BEGIN Excerpt provided

It is the test of a great intellect that one can support an idea from which one may gain nothing—indeed, from which one may lose badly—and on this precept, I applaud myself for being a supporter of meritocracy, from which I stand to gain precisely nothing.
That meritocracy is both good and possible is acknowledged by many, but that it exists in actuality is acknowledged by few. I am perhaps the only person in existence who:
supports a free, meritocratic market economy;
believes that we live in a fully realized version of said market; and
accepts his position at the very bottom of it.
This is not the case for the so-called “free-market libertarians.” While supportive of a meritocratic market in principle, they are fond of pinning their economic and personal failures on the few government regulations that still exist. The natural ability of the market to sort individuals into a hierarchy by ability, they claim, has been strangled by state intervention. “Were these forces that temper the market removed,” they whine, “I should be deputy manager by now.”
Left-wing detractors, on the other hand, deny the possibility of such a system altogether. They cite the impossibility of a tabula rasa, argue that fortunes gained and lost will accumulate, compound, and spill over to successive generations, and make other such arguments of procedencia pringada1.

END Excerpt provided
BEGIN Entries supplied

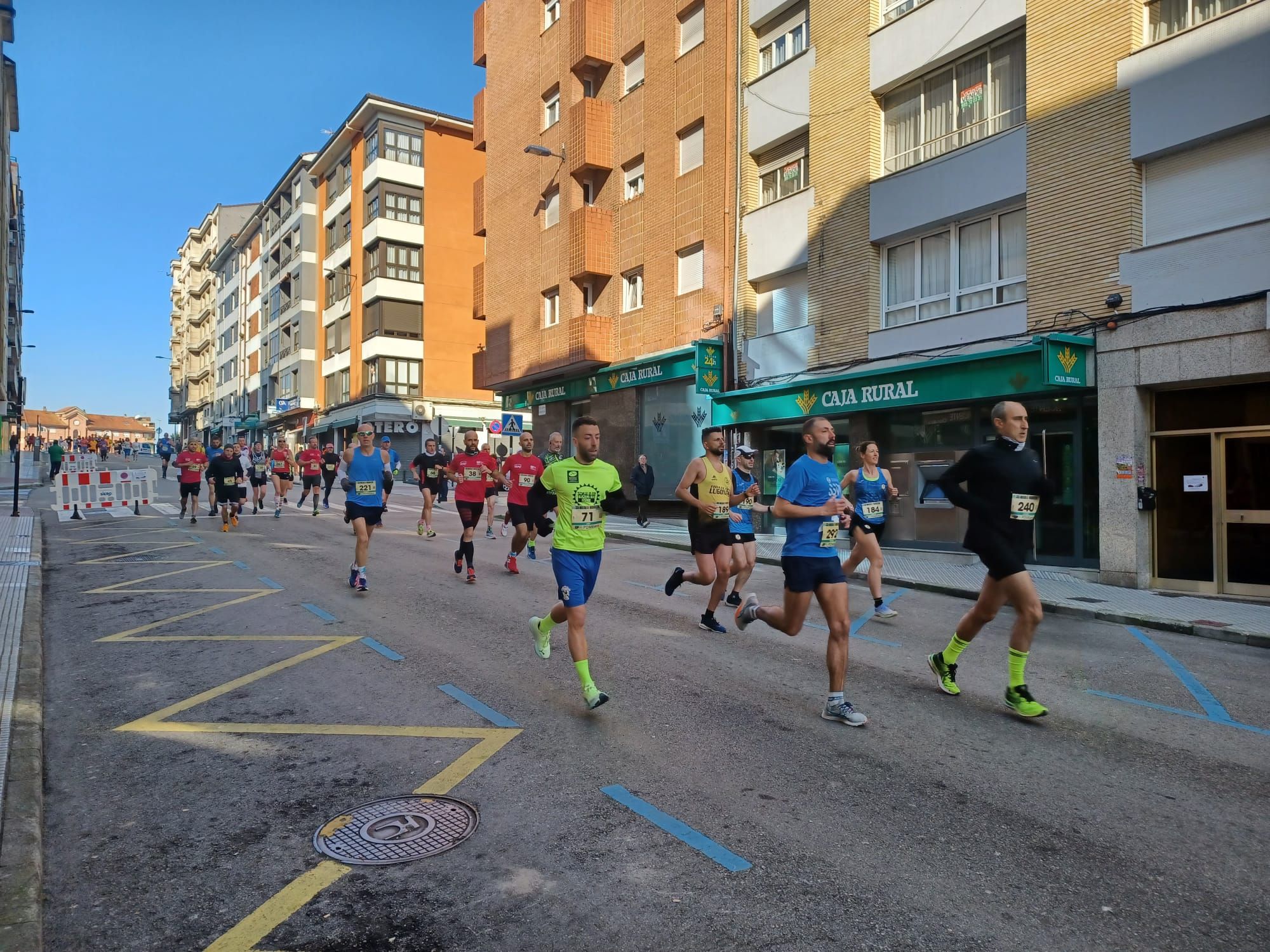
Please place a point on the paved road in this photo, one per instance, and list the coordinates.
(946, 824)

END Entries supplied
BEGIN Entries supplied

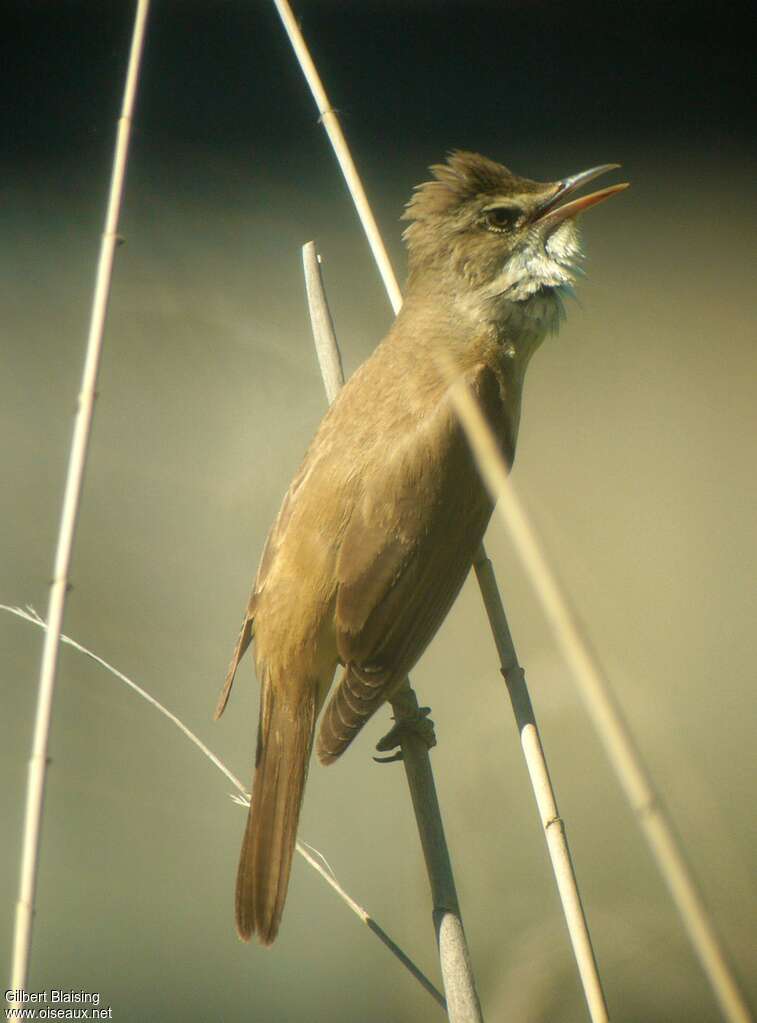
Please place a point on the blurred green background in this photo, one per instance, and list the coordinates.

END Entries supplied
BEGIN Entries supplied

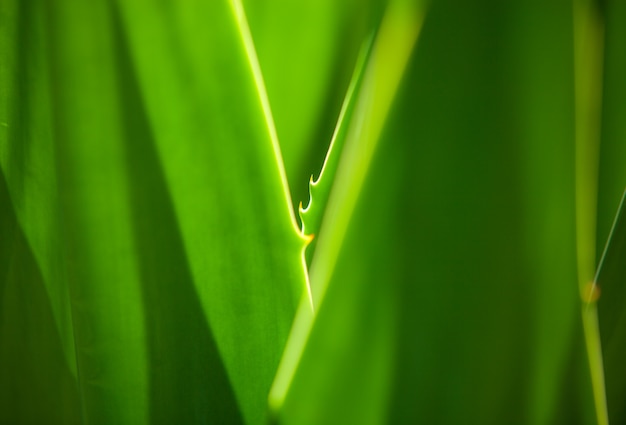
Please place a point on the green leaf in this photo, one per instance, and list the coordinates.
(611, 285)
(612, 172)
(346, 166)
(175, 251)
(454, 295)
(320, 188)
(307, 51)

END Entries supplied

**Your instructions:**
Continue the meritocracy essay above, starting after its last sentence and keeping its voice.

**Answer space:**
That the least talented complain of their lowly position is not an argument against, but proof of the existence of, a meritocratic system. Much nonsense, for instance, is spouted about James Forsyth and the number of golgappas he can fit in his mouth without gagging. But his father was certainly an intelligent, and consequently wealthy, man, and we would be intellectually dishonest to deny that his detached maisonette in Islington is anything but the fruit of this genetic inheritance.
Anything else is pure churlishness and sour grapes. But we would be foolish to expect meritocracy to produce a content lower order. With a few exceptions (which, of course, are remarkable and make us question the rule), people are sorted into the social milieu that best suits their intelligence and talents. For instance, the thumping music of the Ecuadorian bar in my neighbourhood, which easily penetrates the thin walls of my Franco-era apartamento, combined with the rhythmic slapping of the Chinese child upstairs by its mother, seems to sing:
“If neither parent studied beyond secondary,
Cease to write, and speak only in estuary.”
And so, it puts me firmly in my place. Neighbourhoods, I am reminded, are not improved when one writes poetry, but when house prices go up.
procedencia pringada: “From the mouths of losers”.